**REQUIRED WORK:** Scan the listing below for the word "uniform" and copy every line where it occurs.

**DATA FOR PROCESSING:**
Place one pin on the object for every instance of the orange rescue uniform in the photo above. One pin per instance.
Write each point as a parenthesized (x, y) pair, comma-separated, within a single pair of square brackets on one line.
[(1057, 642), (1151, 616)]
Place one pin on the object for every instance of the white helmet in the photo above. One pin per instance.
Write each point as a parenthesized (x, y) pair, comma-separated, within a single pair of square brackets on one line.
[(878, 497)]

--

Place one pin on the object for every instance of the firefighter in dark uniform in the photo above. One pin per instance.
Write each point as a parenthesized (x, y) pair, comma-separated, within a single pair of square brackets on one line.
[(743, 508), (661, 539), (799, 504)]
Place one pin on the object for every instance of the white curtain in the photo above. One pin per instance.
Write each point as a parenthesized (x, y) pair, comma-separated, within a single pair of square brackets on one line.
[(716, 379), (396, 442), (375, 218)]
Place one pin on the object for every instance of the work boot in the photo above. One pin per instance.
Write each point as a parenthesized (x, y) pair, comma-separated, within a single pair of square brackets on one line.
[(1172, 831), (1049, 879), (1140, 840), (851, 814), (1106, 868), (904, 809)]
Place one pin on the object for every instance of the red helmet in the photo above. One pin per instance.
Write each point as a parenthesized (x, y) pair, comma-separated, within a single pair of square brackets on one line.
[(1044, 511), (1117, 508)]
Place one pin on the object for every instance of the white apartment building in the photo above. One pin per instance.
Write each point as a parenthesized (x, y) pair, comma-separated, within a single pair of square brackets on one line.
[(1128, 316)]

**RESULT FOR THIS EXERCISE:**
Place one pin on the object for every instance of the orange rescue uniform in the photo above. One pin per instance.
Place one pin on the object for every instance of the firefighter in dark uniform in the photo above. One pin per instance.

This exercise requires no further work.